++++ INPUT ROWS ++++

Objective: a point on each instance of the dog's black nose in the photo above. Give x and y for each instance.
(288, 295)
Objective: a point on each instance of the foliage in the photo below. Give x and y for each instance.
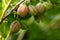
(38, 27)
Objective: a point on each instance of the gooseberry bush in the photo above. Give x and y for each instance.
(29, 19)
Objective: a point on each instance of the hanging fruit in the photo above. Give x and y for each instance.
(47, 5)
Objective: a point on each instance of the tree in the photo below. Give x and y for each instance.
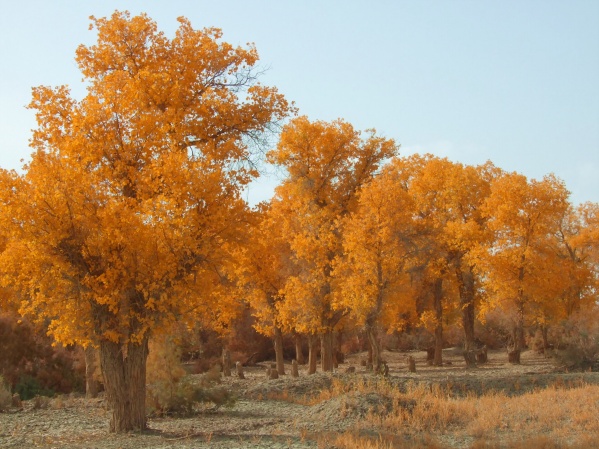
(326, 163)
(264, 264)
(378, 247)
(524, 216)
(127, 214)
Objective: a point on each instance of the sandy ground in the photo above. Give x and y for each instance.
(259, 420)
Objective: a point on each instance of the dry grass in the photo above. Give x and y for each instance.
(561, 416)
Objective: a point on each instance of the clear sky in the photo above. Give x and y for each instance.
(513, 81)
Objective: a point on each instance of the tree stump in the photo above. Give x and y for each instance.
(239, 370)
(513, 356)
(481, 355)
(383, 369)
(226, 363)
(430, 355)
(16, 401)
(470, 357)
(411, 364)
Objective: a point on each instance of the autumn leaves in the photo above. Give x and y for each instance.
(130, 216)
(420, 241)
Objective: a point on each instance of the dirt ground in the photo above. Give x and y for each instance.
(260, 418)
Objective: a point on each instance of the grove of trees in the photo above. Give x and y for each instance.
(130, 219)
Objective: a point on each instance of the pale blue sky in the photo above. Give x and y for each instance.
(514, 82)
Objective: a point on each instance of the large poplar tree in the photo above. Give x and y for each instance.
(126, 214)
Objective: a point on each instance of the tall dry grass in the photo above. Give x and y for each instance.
(559, 416)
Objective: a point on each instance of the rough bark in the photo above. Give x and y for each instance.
(91, 383)
(226, 363)
(239, 370)
(513, 356)
(278, 340)
(124, 371)
(466, 288)
(411, 364)
(481, 355)
(312, 353)
(438, 304)
(326, 351)
(374, 346)
(470, 357)
(299, 353)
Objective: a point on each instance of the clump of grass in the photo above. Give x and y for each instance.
(557, 416)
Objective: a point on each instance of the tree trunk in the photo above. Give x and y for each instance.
(299, 353)
(312, 353)
(226, 363)
(544, 333)
(124, 371)
(279, 351)
(466, 284)
(374, 346)
(326, 351)
(438, 299)
(91, 384)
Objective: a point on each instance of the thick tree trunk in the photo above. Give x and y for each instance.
(438, 304)
(299, 353)
(312, 353)
(326, 351)
(374, 346)
(279, 351)
(124, 371)
(91, 384)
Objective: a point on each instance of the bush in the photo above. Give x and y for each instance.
(170, 391)
(31, 365)
(184, 396)
(579, 342)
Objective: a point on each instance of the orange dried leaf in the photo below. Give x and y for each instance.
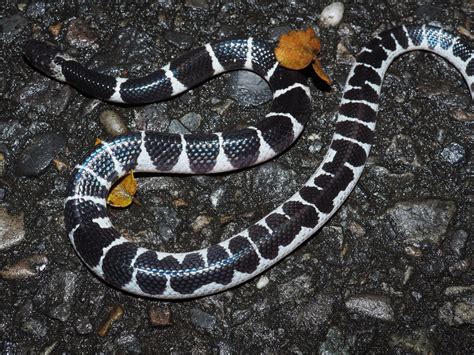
(296, 49)
(122, 194)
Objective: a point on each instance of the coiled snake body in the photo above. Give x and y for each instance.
(231, 262)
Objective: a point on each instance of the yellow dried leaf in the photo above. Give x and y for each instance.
(297, 49)
(122, 194)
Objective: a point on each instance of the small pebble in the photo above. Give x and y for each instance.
(457, 241)
(36, 9)
(222, 106)
(197, 4)
(113, 123)
(262, 282)
(463, 116)
(418, 221)
(55, 29)
(332, 14)
(80, 35)
(84, 326)
(12, 229)
(159, 317)
(202, 319)
(373, 306)
(38, 154)
(25, 268)
(12, 25)
(180, 40)
(453, 153)
(114, 315)
(200, 222)
(249, 89)
(177, 127)
(2, 164)
(191, 121)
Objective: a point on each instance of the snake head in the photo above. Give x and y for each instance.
(45, 57)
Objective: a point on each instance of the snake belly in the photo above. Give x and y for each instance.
(145, 272)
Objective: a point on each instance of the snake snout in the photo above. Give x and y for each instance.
(41, 55)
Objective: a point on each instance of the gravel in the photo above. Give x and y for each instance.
(390, 273)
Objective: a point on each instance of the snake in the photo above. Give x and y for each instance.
(132, 268)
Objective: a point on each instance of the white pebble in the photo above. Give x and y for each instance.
(332, 14)
(262, 282)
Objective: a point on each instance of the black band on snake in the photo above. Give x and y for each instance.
(245, 255)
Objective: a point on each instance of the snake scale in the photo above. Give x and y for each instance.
(140, 271)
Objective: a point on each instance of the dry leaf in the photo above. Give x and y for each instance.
(297, 49)
(122, 194)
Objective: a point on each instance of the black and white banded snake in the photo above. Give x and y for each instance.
(145, 272)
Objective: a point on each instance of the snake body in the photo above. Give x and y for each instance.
(138, 270)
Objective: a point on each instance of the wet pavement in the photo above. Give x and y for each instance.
(392, 270)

++++

WHAT IS ASKED » Repeat each line of the records above exactly, but do not copy the pictures.

TASK SOLUTION »
Objective: a point on each instance of the dog's black nose in the photo above. Give x and y for each instance.
(288, 295)
Objective: a point on each instance of the foliage in the photo below. Give x and y for each instance.
(38, 27)
Objective: a point on each instance of the gooseberry bush in the photo above. Give x and y for each instance.
(29, 19)
Objective: a point on each instance of the hanging fruit in the photo above. Give x and y for each instance.
(47, 5)
Objective: a point on each instance of the tree in the photo below. Give x and y for each instance.
(326, 163)
(264, 264)
(378, 247)
(524, 216)
(127, 214)
Objective: a point on each instance of the sandy ground in the photo above. Give x and y for each instance.
(259, 420)
Objective: a point on each instance of the dry grass in the photo above. Give x and y for each instance.
(561, 416)
Objective: a point on each instance of the clear sky in the photo above. Give x and y for each instance.
(513, 81)
Objective: a point on each instance of the tree stump in the photo above. Give x and y for each instance.
(239, 370)
(513, 356)
(481, 355)
(383, 369)
(226, 363)
(430, 355)
(16, 401)
(470, 357)
(411, 364)
Objective: a point on each instance of the autumn leaves in the photo above. Give x and y for each instance.
(130, 216)
(420, 241)
Objective: a point on each instance of the dirt ground in the photo above. Give x and y for each instance.
(260, 418)
Objective: a point on each instance of the grove of trees in the photo above. Give x and y for each instance.
(130, 219)
Objective: a point on each instance of the pale blue sky in the photo above. Give x and y for each instance.
(514, 82)
Objective: a point on each instance of the large poplar tree in the photo above. Give x and y for each instance.
(126, 214)
Objective: a point on each instance of the tall dry grass in the photo above. Give x and y for each instance.
(559, 416)
Objective: a point on each instance of the rough bark in the photo above. Give x and y for each instance.
(91, 383)
(226, 363)
(239, 370)
(513, 356)
(278, 340)
(124, 371)
(466, 288)
(411, 364)
(481, 355)
(312, 353)
(438, 304)
(326, 351)
(374, 346)
(470, 357)
(299, 353)
Objective: a point on each instance of the clump of grass in the photo above. Give x and y for each instance.
(557, 416)
Objective: a point on each instance of the tree trunk in the photo above. Give x and y for each instance.
(299, 353)
(312, 353)
(226, 363)
(544, 333)
(124, 371)
(279, 351)
(466, 284)
(374, 346)
(326, 351)
(438, 299)
(91, 384)
Objective: a point on each instance of the thick tree trunk in the photo above. Give x and y for each instance.
(438, 304)
(299, 353)
(312, 353)
(326, 351)
(374, 346)
(279, 351)
(124, 371)
(91, 384)
Objective: a point on each instance of the bush in the photo above. Give x and y for each instance.
(170, 391)
(31, 365)
(184, 396)
(579, 342)
Objective: a point on each instance of the orange dried leaf in the photo below. Give x and y for each instance.
(296, 49)
(122, 194)
Objective: a point on each instance of the coiled snake body in the photo above. Give x and y for each instance.
(231, 262)
Objective: a point on each instance of the yellow dried leaf in the photo above. Give x and y for each instance.
(297, 49)
(122, 194)
Objective: a point on each instance of the small pebble in the photo above. Give x and y for each instance.
(457, 241)
(36, 9)
(222, 106)
(197, 4)
(113, 123)
(262, 282)
(463, 116)
(418, 221)
(55, 29)
(332, 14)
(80, 35)
(84, 326)
(12, 229)
(159, 317)
(202, 319)
(373, 306)
(38, 154)
(25, 268)
(12, 25)
(180, 40)
(453, 153)
(114, 315)
(200, 222)
(249, 89)
(177, 127)
(2, 164)
(191, 121)
Objective: a point on each instance of the snake head in the photo above. Give x and y for each instance.
(45, 57)
Objective: a point on each instance of the snake belly in the photo above. Give x and y for each instance.
(145, 272)
Objective: a point on each instance of the snake snout in the photo above. Give x and y for each instance.
(41, 55)
Objective: a point on each instance of the gravel in the photo above. Give x and y for each instance.
(390, 273)
Objective: a point on each instance of the snake in the photo above. Give x and y for each instance.
(132, 268)
Objective: a point on each instance of the white pebble in the photo above. Give x and y for each instance.
(332, 14)
(262, 282)
Objective: a point on each instance of the black band on snake in the photo above. Give x and y for each instance.
(245, 255)
Objective: a point on each instance of the snake scale in the photo above. Give x and y for each instance.
(140, 271)
Objective: a point on each instance of the dry leaf in the photo above. Give x and y for each instance.
(297, 49)
(122, 194)
Objective: a point on each instance of the black and white banded snake in the photo above. Give x and y for each instance.
(145, 272)
Objective: a point on each instance of the snake body in the photo above. Give x and y for each instance.
(138, 270)
Objective: a point on each instance of the wet pavement in the photo above. Give x and y for each instance.
(392, 270)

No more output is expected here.